* _과제 지시_:
아래에서 "Target: white puppy paw" 문구가 있는 줄부터 마지막 줄까지를 두 줄 모두 포함해 마크다운 표로 나타내되 빈 줄은 빼세요. 열 이름은 '번호'와 '내용'으로 하세요.

* _주어진 자료_:
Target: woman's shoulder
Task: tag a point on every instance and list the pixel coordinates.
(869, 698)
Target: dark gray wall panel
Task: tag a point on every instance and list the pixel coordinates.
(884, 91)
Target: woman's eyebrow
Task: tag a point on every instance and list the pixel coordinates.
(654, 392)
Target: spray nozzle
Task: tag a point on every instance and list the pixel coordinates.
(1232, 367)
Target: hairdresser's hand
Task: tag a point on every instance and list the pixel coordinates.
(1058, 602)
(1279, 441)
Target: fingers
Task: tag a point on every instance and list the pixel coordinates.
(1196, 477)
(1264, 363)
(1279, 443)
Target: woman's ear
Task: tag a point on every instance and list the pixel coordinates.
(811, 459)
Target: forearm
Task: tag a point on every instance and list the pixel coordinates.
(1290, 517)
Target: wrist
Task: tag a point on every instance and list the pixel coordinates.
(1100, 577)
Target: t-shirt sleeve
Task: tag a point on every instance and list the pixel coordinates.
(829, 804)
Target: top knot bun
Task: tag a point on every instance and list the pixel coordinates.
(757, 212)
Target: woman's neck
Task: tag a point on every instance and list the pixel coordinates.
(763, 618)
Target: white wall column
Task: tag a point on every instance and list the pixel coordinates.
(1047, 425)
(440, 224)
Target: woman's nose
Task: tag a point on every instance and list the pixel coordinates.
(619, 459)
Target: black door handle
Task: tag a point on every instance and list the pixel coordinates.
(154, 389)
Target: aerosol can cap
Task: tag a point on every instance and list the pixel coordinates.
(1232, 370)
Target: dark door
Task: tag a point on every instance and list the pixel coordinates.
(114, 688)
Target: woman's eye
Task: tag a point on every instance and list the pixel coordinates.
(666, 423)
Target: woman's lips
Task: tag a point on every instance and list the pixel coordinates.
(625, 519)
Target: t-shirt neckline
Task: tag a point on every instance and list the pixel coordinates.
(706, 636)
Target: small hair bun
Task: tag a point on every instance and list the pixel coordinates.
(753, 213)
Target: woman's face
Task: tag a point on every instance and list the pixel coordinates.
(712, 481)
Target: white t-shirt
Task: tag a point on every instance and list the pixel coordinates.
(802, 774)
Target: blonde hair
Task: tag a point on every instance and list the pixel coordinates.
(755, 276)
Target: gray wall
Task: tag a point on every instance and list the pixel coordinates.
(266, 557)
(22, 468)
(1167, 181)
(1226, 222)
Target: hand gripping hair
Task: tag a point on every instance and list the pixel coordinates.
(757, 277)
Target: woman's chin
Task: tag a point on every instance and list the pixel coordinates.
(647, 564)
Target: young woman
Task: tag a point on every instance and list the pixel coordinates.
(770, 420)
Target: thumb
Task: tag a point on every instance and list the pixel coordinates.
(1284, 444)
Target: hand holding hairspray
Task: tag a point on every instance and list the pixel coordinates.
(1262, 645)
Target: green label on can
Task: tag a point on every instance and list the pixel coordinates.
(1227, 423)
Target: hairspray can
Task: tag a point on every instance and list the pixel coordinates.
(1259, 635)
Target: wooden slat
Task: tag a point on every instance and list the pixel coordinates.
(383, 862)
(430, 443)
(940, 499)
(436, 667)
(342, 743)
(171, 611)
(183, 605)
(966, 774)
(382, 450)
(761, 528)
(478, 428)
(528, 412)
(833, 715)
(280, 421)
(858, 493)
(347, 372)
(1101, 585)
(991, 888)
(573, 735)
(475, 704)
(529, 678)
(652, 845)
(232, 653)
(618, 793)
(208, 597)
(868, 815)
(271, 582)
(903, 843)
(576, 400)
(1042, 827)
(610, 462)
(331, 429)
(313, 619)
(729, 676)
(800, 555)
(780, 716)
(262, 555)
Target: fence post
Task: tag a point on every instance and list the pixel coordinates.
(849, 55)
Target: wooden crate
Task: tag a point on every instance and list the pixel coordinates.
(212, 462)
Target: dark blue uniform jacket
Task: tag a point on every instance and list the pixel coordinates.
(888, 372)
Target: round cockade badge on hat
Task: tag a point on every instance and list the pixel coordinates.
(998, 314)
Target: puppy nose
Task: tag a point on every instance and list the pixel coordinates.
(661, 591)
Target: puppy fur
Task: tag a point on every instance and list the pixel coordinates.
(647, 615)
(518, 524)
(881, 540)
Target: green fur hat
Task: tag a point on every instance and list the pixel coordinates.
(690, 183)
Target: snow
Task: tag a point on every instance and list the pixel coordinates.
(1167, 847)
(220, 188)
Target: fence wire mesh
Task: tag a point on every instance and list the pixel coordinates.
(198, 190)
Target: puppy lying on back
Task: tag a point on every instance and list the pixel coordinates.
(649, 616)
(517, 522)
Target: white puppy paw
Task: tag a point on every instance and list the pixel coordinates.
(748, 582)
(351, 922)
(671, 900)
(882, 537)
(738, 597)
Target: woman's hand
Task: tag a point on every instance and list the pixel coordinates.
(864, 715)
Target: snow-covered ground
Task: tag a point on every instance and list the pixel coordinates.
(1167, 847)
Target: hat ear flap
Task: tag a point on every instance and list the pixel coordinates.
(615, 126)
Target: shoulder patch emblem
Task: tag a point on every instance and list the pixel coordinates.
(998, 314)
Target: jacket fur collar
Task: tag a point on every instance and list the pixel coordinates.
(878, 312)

* _모범 풀이_:
| 번호 | 내용 |
|---|---|
| 1 | Target: white puppy paw |
| 2 | Task: tag a point on every instance and list the pixel coordinates. |
| 3 | (748, 582) |
| 4 | (351, 922) |
| 5 | (671, 900) |
| 6 | (882, 537) |
| 7 | (738, 597) |
| 8 | Target: woman's hand |
| 9 | Task: tag a point on every instance and list the pixel coordinates. |
| 10 | (864, 715) |
| 11 | Target: snow-covered ground |
| 12 | Task: tag a point on every instance and list the pixel coordinates. |
| 13 | (1167, 847) |
| 14 | Target: hat ear flap |
| 15 | Task: tag a point on every instance and list the pixel coordinates. |
| 16 | (615, 126) |
| 17 | Target: shoulder patch emblem |
| 18 | Task: tag a point on every instance and list the pixel coordinates. |
| 19 | (998, 314) |
| 20 | Target: jacket fur collar |
| 21 | Task: tag a point on every instance and list the pixel coordinates. |
| 22 | (878, 312) |